_Instruction_. Print out each record below, unaltered and complete, without its images.

_Available data_.
——
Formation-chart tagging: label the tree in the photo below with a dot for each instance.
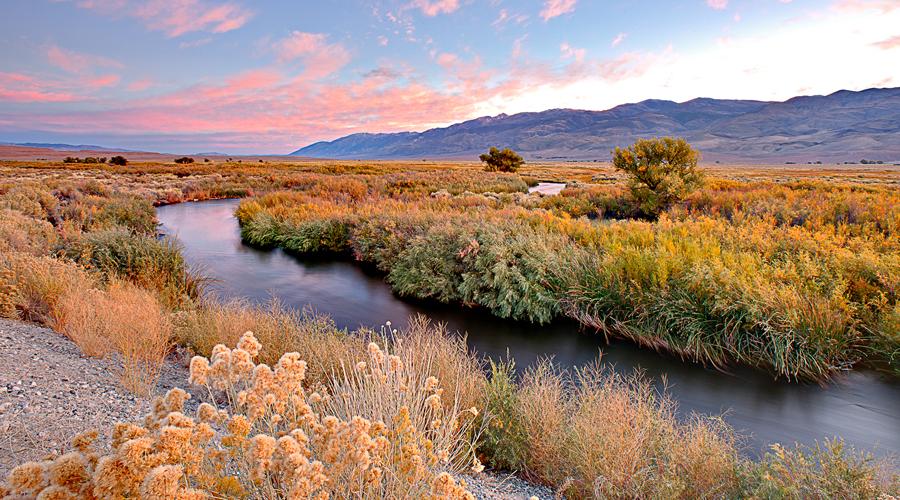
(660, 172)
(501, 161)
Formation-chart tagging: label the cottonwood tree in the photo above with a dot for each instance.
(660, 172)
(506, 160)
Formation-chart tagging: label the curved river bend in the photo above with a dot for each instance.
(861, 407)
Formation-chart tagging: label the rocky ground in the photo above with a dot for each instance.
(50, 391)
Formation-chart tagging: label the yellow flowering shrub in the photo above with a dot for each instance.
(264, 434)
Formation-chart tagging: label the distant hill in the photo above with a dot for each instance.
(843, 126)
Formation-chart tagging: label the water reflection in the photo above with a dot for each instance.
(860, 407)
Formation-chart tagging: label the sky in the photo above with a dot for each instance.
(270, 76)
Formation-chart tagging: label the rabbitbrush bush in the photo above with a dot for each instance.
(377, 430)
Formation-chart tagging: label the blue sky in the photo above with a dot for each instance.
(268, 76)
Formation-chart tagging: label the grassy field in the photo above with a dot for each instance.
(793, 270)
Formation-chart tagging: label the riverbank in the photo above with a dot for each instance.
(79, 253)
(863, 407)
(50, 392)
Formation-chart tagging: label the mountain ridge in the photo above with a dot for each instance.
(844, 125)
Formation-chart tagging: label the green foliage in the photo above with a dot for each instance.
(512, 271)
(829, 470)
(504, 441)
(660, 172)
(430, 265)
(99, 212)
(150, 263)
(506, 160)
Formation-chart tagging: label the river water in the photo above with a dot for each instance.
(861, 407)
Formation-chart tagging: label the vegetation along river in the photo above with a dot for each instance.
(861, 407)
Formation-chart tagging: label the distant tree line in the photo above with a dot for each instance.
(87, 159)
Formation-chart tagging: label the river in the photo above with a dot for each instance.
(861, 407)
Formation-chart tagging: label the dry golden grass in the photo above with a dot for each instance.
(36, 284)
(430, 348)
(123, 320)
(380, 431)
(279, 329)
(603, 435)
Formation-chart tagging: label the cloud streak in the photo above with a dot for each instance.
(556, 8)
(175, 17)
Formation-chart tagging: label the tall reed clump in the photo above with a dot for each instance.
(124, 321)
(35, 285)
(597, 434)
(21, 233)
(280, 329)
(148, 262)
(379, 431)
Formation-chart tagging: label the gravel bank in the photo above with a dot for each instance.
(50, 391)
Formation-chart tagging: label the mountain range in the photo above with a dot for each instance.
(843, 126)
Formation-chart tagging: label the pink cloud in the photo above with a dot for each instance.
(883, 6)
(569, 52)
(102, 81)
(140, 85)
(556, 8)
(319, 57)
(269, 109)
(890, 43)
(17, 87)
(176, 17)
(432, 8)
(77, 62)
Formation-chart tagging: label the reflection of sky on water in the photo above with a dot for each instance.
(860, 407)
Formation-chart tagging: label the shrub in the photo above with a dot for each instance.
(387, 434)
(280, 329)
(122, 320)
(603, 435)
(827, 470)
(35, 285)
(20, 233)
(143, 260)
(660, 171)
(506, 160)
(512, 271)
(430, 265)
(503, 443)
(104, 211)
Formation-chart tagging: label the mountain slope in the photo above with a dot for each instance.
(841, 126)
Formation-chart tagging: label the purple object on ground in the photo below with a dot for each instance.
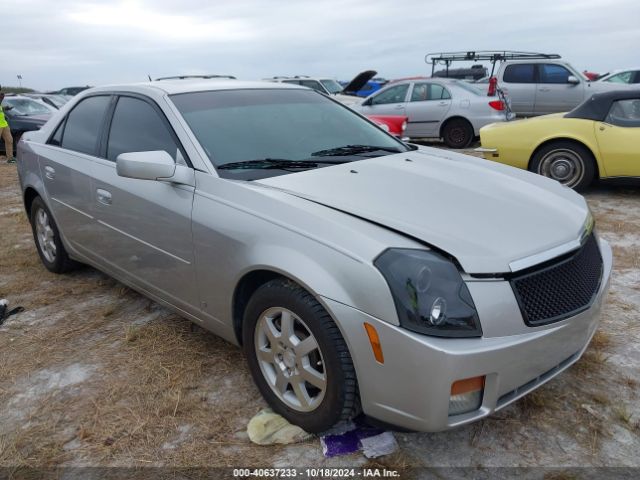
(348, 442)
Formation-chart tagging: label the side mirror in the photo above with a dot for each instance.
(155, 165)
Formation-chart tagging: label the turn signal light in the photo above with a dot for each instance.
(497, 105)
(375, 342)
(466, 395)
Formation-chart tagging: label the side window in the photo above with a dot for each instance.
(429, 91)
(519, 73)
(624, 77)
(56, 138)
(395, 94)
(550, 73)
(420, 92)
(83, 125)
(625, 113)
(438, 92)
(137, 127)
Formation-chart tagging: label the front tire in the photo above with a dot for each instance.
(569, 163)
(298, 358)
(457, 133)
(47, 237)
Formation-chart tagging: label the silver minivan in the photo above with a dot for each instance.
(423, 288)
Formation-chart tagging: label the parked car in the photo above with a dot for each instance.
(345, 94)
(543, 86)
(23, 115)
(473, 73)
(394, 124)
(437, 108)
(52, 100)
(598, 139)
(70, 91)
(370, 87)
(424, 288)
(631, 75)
——
_Exercise response_.
Formation-chart tagging: label the tree in the photo below with a dot for each instance.
(660, 172)
(501, 161)
Formation-chart tagging: label the cottonwood tree in the photo above with a dot for each instance.
(660, 172)
(506, 160)
Formation-chart tagging: label the curved river bend in the photo above with a dot for each instance.
(861, 407)
Formation-chart tagging: label the rocky ground in the photo above with a dot for each instance.
(50, 391)
Formation-chart tagging: label the yellow flowering shrub in the photo above with a dot for each instance.
(264, 434)
Formation-chart tagging: label the distant hill in the photo above with a dot for each instance.
(843, 126)
Formation-chart tagging: label the water reflection in the photo above with a dot for each instance.
(860, 407)
Formation-chart tagging: label the sky in the photo above with a dot for each instance.
(270, 76)
Formation-chart tagging: label the rabbitbrush bush in the photo above with a dot for each instance.
(377, 430)
Formation-chart tagging: label the blue sky in the photo above with a dot for each instance.
(268, 76)
Formation-chart tagging: label the grassy field in the photo above with a dot for each instance.
(793, 270)
Formation-chart tagging: label the riverbank in the photo above with a dot for each instance.
(79, 253)
(863, 407)
(50, 392)
Formation-chart tagging: label the mountain ridge in the photo above with a dot for each instance.
(844, 125)
Formation-chart tagging: label the green foliage in the photo above with a dot for each instance.
(512, 271)
(829, 470)
(504, 441)
(660, 172)
(430, 265)
(99, 212)
(150, 263)
(506, 160)
Formation-chart tagging: label the river water in the photo above with a dot for each instance.
(861, 407)
Formation-chart tagging: label the vegetation along river in the photo above with a dot for each instance.
(861, 407)
Formation-chart tagging: label the distant tree line in the photo above with a dot for each instance.
(87, 159)
Formation-chart tagging: label the river in the photo above with a dot for each instance.
(861, 407)
Formation-chart tagging: label the dry golden grass in the photo above with a dot for each instance.
(36, 284)
(430, 348)
(123, 320)
(380, 431)
(279, 329)
(603, 435)
Formation-chart tagging: label the cloud streak in the photo above with a dot for each instance.
(556, 8)
(175, 17)
Formation-chart tagging: label the tall reed clump in the photo above with a dot for each instance.
(124, 321)
(35, 285)
(597, 434)
(21, 233)
(280, 329)
(148, 262)
(379, 431)
Formation-chart tagging: label the gravel bank in the photo above with a dot for each instance.
(50, 391)
Formation-chart tagging: label the mountain range in the photo above with a dot for each instance.
(843, 126)
Formation-chart tagging: label the pink cloud in the photo above with a dot for each instance.
(883, 6)
(569, 52)
(102, 81)
(140, 85)
(556, 8)
(319, 57)
(269, 109)
(890, 43)
(17, 87)
(176, 17)
(432, 8)
(77, 62)
Formation-chart tagging: label the reflection of sky on water in the photo above with a dot for each instance.
(860, 407)
Formation-chart tagging: label the shrub in the photo above with a dot for each instance.
(387, 434)
(280, 329)
(122, 320)
(603, 435)
(827, 470)
(35, 285)
(20, 233)
(143, 260)
(660, 171)
(506, 160)
(512, 271)
(430, 265)
(503, 443)
(104, 211)
Formation-chart tagging: label the mountain slope in the photo above with a dot for each instance.
(841, 126)
Formation-chart tagging: label the purple object on ground in the photo below with a dot for each instance.
(348, 442)
Formation-chart tagging: label the side mirror in the photo above with a dot for each instance.
(155, 165)
Formation-chart tagging: label the turn signal light in the photo above with a dot for each instance.
(497, 105)
(375, 342)
(466, 395)
Formation-chart tagging: label the side window in the photo above with a dot for each instance.
(429, 91)
(519, 73)
(624, 77)
(56, 138)
(395, 94)
(550, 73)
(420, 92)
(83, 125)
(625, 113)
(438, 92)
(137, 127)
Formation-chart tagging: label the front tire in the photo above with a dot for each instance.
(569, 163)
(298, 358)
(457, 133)
(47, 237)
Formation-chart tagging: label the silver minivan in the photo above with a dot for each instance.
(423, 288)
Formation-chart tagging: label the parked car in the photo above with a dot for each instance.
(345, 94)
(543, 86)
(23, 115)
(473, 73)
(394, 124)
(437, 108)
(52, 100)
(598, 139)
(70, 91)
(370, 87)
(424, 288)
(631, 75)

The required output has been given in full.